══ SUPPLIED MATERIAL

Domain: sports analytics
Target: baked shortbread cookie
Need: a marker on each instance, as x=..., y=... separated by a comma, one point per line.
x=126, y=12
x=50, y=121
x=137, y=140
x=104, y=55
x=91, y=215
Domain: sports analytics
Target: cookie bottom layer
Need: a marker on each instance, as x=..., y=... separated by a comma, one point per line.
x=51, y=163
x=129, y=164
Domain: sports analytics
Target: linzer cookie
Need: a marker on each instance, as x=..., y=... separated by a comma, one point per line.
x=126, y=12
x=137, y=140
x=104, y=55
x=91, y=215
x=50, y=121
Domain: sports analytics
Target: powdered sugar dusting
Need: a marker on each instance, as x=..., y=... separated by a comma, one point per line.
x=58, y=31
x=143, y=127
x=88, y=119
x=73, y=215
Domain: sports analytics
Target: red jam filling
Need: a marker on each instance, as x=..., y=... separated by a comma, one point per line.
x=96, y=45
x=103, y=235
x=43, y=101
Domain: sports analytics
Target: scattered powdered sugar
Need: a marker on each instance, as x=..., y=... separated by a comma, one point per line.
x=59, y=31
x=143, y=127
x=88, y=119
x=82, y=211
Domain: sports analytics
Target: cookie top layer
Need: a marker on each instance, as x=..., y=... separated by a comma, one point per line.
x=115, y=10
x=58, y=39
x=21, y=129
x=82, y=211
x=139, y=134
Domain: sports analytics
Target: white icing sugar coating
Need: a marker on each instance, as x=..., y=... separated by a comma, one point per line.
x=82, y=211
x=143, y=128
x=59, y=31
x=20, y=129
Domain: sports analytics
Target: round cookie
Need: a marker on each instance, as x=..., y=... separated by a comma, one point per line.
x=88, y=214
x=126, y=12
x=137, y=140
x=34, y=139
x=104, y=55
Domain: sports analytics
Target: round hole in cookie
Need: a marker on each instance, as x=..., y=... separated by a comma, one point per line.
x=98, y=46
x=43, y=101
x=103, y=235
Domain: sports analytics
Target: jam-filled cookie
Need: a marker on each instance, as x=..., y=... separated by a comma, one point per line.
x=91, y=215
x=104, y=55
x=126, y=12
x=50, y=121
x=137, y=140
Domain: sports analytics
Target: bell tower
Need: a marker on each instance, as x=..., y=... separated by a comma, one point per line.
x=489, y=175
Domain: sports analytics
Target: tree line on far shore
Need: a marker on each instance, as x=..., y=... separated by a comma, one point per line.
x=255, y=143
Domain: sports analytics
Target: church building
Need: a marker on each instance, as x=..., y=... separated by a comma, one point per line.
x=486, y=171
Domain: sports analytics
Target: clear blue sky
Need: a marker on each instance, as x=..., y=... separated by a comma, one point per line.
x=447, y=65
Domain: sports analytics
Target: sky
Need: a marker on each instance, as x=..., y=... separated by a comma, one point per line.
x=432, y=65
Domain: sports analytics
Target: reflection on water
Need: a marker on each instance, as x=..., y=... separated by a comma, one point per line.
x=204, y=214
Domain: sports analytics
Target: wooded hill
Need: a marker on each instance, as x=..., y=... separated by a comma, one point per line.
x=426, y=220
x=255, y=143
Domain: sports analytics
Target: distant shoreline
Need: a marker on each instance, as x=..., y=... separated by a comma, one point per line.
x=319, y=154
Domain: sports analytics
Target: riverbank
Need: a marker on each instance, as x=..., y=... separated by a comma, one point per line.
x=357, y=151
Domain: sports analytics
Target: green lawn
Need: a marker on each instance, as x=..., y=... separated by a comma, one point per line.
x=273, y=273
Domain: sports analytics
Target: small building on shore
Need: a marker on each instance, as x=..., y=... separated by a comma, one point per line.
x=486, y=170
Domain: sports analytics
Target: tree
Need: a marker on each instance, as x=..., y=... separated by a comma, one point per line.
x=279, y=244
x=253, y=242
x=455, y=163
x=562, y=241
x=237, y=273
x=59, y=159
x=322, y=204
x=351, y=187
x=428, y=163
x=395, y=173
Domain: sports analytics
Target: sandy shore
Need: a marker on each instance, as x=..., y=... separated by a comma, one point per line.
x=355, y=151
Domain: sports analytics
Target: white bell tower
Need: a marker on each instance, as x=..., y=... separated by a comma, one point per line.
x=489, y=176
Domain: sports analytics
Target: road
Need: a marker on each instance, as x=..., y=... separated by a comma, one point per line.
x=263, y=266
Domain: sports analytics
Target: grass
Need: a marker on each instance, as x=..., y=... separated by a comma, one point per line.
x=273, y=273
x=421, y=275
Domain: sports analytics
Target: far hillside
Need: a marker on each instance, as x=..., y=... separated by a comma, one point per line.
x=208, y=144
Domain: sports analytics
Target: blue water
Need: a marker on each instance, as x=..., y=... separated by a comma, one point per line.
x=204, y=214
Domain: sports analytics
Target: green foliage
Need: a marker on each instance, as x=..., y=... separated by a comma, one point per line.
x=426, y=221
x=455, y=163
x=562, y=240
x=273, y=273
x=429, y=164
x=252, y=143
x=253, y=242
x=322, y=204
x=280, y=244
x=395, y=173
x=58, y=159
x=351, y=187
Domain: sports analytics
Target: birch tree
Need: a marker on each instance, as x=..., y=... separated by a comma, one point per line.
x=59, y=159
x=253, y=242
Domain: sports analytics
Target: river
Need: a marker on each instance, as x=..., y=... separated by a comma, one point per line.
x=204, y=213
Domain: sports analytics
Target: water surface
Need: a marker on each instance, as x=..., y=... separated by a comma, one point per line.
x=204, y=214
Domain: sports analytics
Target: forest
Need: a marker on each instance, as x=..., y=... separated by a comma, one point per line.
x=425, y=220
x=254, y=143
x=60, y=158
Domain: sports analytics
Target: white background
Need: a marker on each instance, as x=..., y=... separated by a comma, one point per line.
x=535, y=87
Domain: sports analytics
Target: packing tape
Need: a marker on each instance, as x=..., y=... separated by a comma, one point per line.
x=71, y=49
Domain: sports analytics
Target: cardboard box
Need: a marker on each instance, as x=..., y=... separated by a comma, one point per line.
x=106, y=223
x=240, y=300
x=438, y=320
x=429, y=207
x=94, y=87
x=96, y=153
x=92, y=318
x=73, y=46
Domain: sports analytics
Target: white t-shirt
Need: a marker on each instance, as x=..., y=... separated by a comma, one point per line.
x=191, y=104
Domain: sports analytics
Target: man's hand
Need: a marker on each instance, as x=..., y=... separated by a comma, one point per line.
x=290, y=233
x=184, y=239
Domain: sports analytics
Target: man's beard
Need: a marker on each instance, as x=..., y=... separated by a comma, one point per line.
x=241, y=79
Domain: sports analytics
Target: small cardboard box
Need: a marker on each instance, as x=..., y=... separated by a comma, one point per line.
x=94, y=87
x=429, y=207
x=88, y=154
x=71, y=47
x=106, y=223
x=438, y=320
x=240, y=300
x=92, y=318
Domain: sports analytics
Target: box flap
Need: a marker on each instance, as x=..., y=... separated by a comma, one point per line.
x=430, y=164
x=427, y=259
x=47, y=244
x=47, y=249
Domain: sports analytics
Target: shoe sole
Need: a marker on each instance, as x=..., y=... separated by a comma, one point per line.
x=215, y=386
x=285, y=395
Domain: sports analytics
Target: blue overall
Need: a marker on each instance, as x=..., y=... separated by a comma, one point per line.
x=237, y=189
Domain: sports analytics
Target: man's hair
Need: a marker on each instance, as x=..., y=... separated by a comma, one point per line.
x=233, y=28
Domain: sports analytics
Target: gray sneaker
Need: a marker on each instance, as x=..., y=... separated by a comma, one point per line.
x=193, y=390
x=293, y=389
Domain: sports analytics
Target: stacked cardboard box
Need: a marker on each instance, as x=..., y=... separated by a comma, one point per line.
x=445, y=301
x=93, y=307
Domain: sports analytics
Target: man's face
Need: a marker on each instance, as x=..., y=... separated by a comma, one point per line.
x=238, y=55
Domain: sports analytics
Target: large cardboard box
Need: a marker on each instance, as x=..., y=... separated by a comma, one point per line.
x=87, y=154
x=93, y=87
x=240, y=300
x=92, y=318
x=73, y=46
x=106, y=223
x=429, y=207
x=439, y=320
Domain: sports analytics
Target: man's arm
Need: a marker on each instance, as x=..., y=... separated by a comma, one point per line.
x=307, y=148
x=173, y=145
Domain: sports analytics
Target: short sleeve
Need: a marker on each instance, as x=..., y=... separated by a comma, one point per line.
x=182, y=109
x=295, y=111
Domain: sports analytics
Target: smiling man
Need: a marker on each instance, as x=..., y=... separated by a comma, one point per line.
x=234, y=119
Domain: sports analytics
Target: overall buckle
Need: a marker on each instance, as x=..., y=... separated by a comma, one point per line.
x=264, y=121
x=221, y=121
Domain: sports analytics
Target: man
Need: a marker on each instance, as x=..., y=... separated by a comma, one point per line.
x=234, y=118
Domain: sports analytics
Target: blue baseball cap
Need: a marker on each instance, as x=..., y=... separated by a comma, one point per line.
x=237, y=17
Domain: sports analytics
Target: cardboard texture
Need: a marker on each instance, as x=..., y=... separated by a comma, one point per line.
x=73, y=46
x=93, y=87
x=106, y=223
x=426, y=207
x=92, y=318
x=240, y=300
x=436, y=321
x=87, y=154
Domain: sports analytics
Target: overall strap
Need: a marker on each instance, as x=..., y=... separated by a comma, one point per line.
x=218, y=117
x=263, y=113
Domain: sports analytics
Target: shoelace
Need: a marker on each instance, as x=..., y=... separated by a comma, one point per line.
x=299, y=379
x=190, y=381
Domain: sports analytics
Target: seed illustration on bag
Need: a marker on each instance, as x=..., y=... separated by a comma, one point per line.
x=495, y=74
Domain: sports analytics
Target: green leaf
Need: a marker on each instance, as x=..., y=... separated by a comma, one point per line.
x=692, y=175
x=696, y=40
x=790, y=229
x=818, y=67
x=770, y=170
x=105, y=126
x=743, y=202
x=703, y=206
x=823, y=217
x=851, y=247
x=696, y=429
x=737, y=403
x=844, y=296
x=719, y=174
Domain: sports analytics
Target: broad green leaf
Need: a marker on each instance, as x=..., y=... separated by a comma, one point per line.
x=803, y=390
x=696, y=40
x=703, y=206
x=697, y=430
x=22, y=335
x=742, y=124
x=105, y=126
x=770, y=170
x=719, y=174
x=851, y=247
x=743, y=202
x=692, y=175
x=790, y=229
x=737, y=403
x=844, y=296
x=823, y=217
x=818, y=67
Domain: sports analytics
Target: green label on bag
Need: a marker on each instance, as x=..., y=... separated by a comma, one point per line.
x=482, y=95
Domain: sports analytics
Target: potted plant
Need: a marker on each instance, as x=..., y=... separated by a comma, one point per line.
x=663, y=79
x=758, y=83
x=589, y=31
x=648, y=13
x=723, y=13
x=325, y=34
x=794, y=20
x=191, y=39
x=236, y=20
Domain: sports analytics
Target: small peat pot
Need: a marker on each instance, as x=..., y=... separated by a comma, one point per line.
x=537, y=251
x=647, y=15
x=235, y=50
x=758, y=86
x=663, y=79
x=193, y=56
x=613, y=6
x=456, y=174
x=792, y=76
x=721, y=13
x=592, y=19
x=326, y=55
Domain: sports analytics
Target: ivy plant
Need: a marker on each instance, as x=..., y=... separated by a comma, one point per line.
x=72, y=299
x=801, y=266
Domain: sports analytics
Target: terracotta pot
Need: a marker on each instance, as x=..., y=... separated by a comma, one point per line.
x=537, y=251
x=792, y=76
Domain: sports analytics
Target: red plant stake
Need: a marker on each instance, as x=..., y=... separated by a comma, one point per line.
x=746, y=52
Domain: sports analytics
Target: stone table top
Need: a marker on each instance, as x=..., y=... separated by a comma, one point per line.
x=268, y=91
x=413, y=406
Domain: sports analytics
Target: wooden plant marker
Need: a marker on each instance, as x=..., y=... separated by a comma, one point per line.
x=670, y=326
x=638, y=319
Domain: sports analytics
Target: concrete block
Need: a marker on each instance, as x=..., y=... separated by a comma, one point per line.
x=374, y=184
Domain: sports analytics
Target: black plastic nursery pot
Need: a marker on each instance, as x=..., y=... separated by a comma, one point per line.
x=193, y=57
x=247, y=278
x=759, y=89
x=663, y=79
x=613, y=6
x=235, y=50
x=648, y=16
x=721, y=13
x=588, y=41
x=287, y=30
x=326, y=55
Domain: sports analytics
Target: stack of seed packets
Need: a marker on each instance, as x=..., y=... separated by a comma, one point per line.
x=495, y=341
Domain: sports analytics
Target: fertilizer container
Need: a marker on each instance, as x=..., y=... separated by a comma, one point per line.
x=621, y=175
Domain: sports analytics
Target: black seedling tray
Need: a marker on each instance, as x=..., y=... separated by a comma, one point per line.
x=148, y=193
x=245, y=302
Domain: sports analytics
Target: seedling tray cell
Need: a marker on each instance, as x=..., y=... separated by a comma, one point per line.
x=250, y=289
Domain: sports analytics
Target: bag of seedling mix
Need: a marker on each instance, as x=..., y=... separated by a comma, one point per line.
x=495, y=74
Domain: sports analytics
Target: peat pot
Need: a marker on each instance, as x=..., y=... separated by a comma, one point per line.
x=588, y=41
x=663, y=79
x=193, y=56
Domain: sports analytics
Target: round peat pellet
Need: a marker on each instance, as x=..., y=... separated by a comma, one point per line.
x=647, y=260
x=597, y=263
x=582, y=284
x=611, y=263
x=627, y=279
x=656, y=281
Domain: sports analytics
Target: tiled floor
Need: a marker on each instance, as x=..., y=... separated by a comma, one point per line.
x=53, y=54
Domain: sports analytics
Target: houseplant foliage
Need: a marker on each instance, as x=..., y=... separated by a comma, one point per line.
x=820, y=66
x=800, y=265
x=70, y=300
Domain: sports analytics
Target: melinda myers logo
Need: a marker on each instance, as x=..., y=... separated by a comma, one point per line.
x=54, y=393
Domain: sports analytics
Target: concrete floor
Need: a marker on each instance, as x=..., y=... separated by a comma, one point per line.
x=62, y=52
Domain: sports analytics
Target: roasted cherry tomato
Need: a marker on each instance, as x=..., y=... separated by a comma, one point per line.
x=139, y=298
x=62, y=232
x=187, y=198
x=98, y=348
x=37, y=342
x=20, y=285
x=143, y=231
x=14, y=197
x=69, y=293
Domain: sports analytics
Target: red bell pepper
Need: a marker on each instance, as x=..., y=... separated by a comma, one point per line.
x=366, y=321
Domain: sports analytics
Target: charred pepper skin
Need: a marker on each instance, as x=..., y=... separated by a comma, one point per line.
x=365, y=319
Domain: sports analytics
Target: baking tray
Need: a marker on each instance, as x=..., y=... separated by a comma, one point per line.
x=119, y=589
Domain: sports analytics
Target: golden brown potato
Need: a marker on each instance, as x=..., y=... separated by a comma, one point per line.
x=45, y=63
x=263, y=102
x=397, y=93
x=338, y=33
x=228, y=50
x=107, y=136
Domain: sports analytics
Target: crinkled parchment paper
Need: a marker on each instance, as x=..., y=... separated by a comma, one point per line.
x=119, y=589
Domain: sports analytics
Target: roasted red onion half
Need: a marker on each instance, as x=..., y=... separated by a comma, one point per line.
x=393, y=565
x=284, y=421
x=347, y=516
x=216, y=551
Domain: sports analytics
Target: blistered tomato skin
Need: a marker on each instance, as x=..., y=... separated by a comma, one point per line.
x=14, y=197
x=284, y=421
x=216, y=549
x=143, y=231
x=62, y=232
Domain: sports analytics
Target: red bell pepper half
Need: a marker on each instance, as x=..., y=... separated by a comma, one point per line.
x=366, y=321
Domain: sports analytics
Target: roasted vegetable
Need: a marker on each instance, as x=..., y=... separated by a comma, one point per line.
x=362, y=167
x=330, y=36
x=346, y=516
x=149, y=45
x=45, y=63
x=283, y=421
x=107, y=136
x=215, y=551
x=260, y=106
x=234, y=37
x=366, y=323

════

* [REQUIRED WORK]: Find every line in the rows above that contains the word "peat", and copy each of those lines.

* [TASK RESPONSE]:
Target: small peat pot
Target: peat pot
Target: round peat pellet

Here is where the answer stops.